• Instructions for the task: With the images removed, repeat the data below exactly.

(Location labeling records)
-- START --

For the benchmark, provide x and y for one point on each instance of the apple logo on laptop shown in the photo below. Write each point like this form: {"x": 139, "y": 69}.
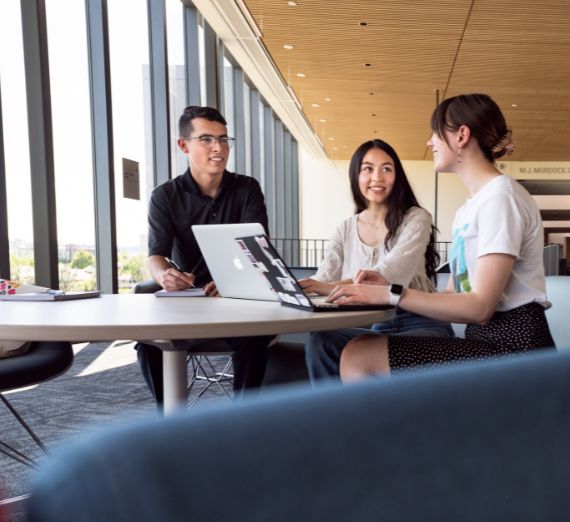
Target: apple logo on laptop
{"x": 237, "y": 263}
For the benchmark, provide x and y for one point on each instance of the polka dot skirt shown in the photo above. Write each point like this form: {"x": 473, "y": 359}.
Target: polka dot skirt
{"x": 519, "y": 330}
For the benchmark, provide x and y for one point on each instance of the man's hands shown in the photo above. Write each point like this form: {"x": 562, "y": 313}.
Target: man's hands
{"x": 172, "y": 279}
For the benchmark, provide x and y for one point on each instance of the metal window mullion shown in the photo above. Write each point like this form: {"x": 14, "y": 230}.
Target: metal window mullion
{"x": 192, "y": 55}
{"x": 102, "y": 137}
{"x": 269, "y": 178}
{"x": 36, "y": 64}
{"x": 159, "y": 99}
{"x": 4, "y": 241}
{"x": 255, "y": 131}
{"x": 279, "y": 181}
{"x": 295, "y": 199}
{"x": 295, "y": 187}
{"x": 239, "y": 120}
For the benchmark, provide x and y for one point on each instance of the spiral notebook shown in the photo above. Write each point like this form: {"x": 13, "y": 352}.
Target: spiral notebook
{"x": 50, "y": 295}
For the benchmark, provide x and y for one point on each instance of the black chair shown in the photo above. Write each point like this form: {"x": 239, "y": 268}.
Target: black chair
{"x": 203, "y": 369}
{"x": 43, "y": 361}
{"x": 487, "y": 442}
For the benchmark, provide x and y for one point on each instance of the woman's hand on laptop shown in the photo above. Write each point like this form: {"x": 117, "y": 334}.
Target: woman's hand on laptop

-- END --

• Response:
For the benchmark, provide x and y for one point on each instance of the apple logo on laptop shown in the photo below. Write each point like this form: {"x": 139, "y": 69}.
Target: apple logo on laptop
{"x": 237, "y": 263}
For the benchmark, provide x and y for one point on each instance of the polka dot skirt shown in the photo above. Write each point like this form: {"x": 473, "y": 359}.
Target: polka dot skirt
{"x": 519, "y": 330}
For the benchmark, provide x and y for one point on each instance of the man's hands shown in the photo above. Write each point like this form: {"x": 562, "y": 313}.
Target: man's hands
{"x": 172, "y": 279}
For the benchmark, provide x and y for one point on each instance of the metal window mullion shown in the photo above. Write each point like this form: {"x": 14, "y": 230}.
Target: metal window mullion
{"x": 192, "y": 55}
{"x": 102, "y": 137}
{"x": 269, "y": 178}
{"x": 36, "y": 64}
{"x": 159, "y": 99}
{"x": 4, "y": 241}
{"x": 255, "y": 131}
{"x": 279, "y": 181}
{"x": 295, "y": 199}
{"x": 295, "y": 187}
{"x": 239, "y": 120}
For the benchmark, provide x and y for one point on each instance of the spiral notebook shown in the photo above. Write each point like this form: {"x": 13, "y": 352}.
Target: spiral notebook
{"x": 50, "y": 295}
For the benchmark, provide x and y for one point on each instance of the black chair shown in the photo above. Write each point like this form: {"x": 239, "y": 268}.
Target: black chair
{"x": 203, "y": 369}
{"x": 43, "y": 361}
{"x": 487, "y": 442}
For the benchmark, provide x and y for one point on each instance of the woman's hand on laptop shown in the photo above. Write each point like this form: {"x": 117, "y": 334}.
Target: woman's hand on laptop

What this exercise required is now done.